[START Document section]

News

Legislators hold climate policy forum in Midd

REP. AMY SHELDON (D-Middlebury) and five other members of the Vermont Legislature’s Climate Solutions Caucus convened a climate policy forum at the Champlain Valley Unitarian Universalist Society in Middlebury on Thursday evening. The Climate Caucus has been working since last May to develop legislative solutions to the climate crisis and are traveling the state to report on their progress.

MIDDLEBURY — Members of the Vermont Legislature’s Climate Solutions Caucus are organizing a series of climate policy forums all over the state to share their legislative priorities for 2020 and bring more Vermonters into the climate conversation.
On a snowy Thursday evening, six caucus members convened at the Champlain Valley Unitarian Universalist Society in Middlebury to share their work.
“Climate work is all improvised on some level,” said Sen. Chris Pearson (P-Burlington). “Nobody has shown us what to do. We have snippets all around the world that we can draw from, and some right here in Vermont, but nobody has offered us a neat package of legislation and said ‘do this and you’re good.’”
The caucus is working on some key pieces of legislation, however, including the Global Warming Solutions Act (GWSA), which takes the emissions reduction goals from the 2015 Paris Agreement and puts them into Vermont law, Pearson said.
The Paris Agreement outlines a scientific and regulatory framework for preventing global average temperatures from reaching 2 degrees Celsius above pre-industrial levels, which scientists say would lead to catastrophic and irreversible climate disruption.
Pearson noted that last week, after the Trump Administration announced that it had begun the formal process of withdrawing from the Paris Agreement, Vermont Gov. Phil Scott and 24 other state governors pledged to uphold the agreement anyway.
According to the current draft of the GWSA, Vermonters would have the right to sue the state if it falls down on its obligation, Pearson noted.

[END Document section]
[START Supplied records]

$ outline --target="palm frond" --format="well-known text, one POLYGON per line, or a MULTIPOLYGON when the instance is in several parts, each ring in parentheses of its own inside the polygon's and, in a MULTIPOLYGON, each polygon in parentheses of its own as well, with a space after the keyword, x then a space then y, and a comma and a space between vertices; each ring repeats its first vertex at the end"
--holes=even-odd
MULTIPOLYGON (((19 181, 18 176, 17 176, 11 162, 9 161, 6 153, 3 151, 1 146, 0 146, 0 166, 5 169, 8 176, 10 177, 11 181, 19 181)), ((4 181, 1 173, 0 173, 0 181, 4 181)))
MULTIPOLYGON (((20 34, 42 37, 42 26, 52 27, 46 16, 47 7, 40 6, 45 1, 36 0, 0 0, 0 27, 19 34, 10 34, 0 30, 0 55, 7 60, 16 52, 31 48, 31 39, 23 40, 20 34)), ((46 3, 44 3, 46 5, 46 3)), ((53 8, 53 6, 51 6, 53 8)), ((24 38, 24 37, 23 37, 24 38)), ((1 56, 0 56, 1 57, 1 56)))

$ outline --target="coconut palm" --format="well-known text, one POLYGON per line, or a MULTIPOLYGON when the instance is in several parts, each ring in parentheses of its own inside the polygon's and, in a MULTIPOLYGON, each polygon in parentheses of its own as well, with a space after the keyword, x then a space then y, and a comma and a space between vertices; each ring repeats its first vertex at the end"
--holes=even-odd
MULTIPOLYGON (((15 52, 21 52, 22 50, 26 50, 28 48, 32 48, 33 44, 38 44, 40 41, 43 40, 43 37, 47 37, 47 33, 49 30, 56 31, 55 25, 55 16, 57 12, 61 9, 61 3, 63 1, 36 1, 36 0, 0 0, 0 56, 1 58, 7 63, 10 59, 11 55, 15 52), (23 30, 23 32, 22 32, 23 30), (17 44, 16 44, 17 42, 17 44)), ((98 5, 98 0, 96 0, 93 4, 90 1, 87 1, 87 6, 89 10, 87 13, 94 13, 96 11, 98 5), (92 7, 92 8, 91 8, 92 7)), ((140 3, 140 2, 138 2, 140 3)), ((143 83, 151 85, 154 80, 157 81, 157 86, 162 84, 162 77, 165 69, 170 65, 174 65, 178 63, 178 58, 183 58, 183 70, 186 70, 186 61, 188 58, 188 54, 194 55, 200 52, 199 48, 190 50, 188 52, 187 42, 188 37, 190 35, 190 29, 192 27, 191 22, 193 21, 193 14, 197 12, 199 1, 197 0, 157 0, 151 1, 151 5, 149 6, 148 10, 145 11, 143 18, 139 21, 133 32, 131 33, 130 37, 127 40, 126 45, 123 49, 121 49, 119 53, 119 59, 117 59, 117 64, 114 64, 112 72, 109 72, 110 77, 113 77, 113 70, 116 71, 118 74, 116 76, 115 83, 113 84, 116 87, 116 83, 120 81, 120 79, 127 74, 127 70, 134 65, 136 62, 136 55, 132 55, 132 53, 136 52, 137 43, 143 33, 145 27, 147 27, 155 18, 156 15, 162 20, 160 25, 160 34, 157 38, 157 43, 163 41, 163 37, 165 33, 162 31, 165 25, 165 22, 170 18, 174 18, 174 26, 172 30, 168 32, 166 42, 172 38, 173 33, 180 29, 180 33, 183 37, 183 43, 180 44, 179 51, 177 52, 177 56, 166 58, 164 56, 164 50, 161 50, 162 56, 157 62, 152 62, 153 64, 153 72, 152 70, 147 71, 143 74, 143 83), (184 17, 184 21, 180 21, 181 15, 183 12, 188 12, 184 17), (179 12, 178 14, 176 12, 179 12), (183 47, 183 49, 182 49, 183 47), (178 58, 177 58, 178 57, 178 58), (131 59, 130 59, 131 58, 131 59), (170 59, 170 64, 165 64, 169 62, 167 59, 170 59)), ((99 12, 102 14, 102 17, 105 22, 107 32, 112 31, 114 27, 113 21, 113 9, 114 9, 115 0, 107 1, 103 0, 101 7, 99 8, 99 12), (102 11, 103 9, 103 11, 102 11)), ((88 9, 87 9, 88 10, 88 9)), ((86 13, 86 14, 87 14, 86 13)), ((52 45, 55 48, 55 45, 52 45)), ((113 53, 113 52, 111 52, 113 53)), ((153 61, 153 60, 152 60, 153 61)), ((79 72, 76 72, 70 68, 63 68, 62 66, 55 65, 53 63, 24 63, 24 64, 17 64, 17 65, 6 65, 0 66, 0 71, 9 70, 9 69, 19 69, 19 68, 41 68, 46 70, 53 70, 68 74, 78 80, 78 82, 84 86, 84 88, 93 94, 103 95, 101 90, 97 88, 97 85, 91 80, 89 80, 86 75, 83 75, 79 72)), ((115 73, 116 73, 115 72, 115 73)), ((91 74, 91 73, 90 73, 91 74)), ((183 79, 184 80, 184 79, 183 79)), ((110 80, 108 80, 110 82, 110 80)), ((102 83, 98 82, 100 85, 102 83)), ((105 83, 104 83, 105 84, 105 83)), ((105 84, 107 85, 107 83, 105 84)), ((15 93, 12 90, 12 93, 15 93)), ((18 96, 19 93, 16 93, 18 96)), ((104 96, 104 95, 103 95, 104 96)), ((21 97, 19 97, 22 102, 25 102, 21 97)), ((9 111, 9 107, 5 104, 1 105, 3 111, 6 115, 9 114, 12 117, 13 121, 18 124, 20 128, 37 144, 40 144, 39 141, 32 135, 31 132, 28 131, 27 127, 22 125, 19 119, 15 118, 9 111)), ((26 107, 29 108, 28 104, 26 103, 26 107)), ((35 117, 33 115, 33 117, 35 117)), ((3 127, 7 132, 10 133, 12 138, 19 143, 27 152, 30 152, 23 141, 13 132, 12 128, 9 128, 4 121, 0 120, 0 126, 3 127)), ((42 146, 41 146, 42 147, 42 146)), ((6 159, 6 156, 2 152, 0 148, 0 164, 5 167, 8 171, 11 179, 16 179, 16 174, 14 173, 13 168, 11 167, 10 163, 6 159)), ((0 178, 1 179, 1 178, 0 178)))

[END Supplied records]

Given instruction 1: In the climate forum article, where did the six caucus members convene?
Given instruction 2: Please list every line of the listing that contains the string "then", treating uppercase and lowercase as different.

Problem solution 1: At the Champlain Valley Unitarian Universalist Society in Middlebury.

Problem solution 2:
$ outline --target="palm frond" --format="well-known text, one POLYGON per line, or a MULTIPOLYGON when the instance is in several parts, each ring in parentheses of its own inside the polygon's and, in a MULTIPOLYGON, each polygon in parentheses of its own as well, with a space after the keyword, x then a space then y, and a comma and a space between vertices; each ring repeats its first vertex at the end"
$ outline --target="coconut palm" --format="well-known text, one POLYGON per line, or a MULTIPOLYGON when the instance is in several parts, each ring in parentheses of its own inside the polygon's and, in a MULTIPOLYGON, each polygon in parentheses of its own as well, with a space after the keyword, x then a space then y, and a comma and a space between vertices; each ring repeats its first vertex at the end"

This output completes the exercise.